● Task goal:
An accurate, complete copy of the records below is required.

[Referring expression data]
________________________________________

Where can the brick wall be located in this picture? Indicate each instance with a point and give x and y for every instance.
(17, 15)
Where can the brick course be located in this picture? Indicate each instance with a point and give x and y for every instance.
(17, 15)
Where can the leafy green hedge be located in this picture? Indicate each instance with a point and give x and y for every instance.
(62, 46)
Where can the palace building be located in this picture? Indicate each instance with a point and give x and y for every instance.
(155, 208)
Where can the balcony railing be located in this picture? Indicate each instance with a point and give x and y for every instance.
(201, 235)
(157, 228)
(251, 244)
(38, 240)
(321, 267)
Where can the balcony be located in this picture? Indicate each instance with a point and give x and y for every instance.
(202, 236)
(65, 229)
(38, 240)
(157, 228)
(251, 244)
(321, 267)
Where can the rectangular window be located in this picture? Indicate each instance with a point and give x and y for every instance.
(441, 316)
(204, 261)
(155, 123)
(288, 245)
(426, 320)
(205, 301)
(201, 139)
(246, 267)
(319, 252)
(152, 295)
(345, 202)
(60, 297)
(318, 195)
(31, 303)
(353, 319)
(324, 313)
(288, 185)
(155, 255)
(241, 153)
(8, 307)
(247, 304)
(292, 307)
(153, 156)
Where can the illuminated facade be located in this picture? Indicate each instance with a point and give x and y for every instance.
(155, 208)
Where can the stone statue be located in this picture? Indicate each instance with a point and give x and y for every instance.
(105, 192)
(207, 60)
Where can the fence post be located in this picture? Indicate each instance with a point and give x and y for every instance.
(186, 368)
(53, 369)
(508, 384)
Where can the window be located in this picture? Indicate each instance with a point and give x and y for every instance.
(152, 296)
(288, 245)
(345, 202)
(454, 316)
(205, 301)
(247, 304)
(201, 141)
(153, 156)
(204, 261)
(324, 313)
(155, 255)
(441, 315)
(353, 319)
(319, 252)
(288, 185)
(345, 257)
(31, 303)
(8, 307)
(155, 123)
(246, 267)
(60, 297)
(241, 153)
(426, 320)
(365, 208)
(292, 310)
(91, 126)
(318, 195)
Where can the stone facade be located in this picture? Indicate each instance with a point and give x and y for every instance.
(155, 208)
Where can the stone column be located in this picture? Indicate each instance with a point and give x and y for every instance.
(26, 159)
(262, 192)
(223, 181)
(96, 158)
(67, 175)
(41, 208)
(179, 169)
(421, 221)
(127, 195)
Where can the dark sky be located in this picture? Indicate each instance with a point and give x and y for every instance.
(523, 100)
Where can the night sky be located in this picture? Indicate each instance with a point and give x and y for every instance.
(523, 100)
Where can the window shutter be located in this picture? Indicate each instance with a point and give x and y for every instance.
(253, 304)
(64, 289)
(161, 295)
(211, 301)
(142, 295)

________________________________________

● Task response:
Where can the brick wall be located in this picture? Indicate each instance with a point and give x and y for every instance.
(17, 15)
Where can the brick course be located in this picture? Indicate each instance with a point and give x and y for every instance.
(17, 15)
Where can the leafy green hedge be located in this picture? Indicate each instance with a point and give x and y for every instance.
(62, 46)
Where can the palace building be located in this picture? Indicate each instance with a point and give x and y for every instance.
(155, 208)
Where can the balcony railing be located in this picture? Indicate each instance with a point and give x and y for every instance.
(201, 235)
(157, 228)
(251, 244)
(38, 240)
(321, 267)
Where can the balcony be located in this picture? Indicate each instance with a point and give x and y for every instance.
(202, 236)
(65, 229)
(38, 240)
(157, 228)
(251, 244)
(321, 267)
Where can the rectangular window be located in this picture? Indicate each instance with a point and give x and y for every instance.
(441, 316)
(204, 261)
(155, 123)
(288, 245)
(426, 320)
(205, 301)
(201, 139)
(246, 267)
(319, 252)
(152, 295)
(345, 202)
(60, 297)
(318, 195)
(31, 303)
(353, 319)
(324, 313)
(288, 185)
(155, 255)
(241, 153)
(8, 307)
(247, 304)
(292, 307)
(153, 156)
Where can the illuminated facade be located in this picture? Indicate each instance with a point and give x and y for every instance.
(155, 208)
Where can the stone statue be located in this picture? Indicate each instance with a point and give x and y for every instance.
(105, 192)
(207, 60)
Where can the fence post be located in this picture? Indicate each instance with a point and give x and y for every instance.
(186, 368)
(53, 369)
(508, 384)
Where can the window be located in this picture? Indicate each instance with a point and give x and y for every instance.
(152, 296)
(288, 245)
(345, 202)
(454, 316)
(205, 301)
(247, 304)
(201, 141)
(153, 156)
(204, 261)
(324, 313)
(155, 255)
(441, 315)
(353, 319)
(319, 252)
(288, 185)
(345, 257)
(31, 303)
(8, 307)
(155, 123)
(246, 267)
(60, 297)
(241, 153)
(426, 320)
(365, 208)
(292, 310)
(91, 126)
(318, 195)
Where can the stone facade be located in this picture? Indicate each instance with a point and give x and y for every instance.
(155, 208)
Where can the stone column be located in this picture? Indicate each instance with a point and give x and y for every instance.
(26, 159)
(262, 192)
(223, 181)
(96, 158)
(67, 175)
(41, 208)
(179, 169)
(421, 221)
(127, 195)
Where can the dark sky be located in this picture? Indicate each instance with a point and give x and y for every instance.
(523, 100)
Where can the night sky be located in this picture? Indicate each instance with a point and give x and y for every instance.
(523, 100)
Where can the window shutter be located in this picture? Indicate each instance with a point and give x and y for every instance.
(253, 304)
(64, 289)
(161, 295)
(211, 301)
(142, 295)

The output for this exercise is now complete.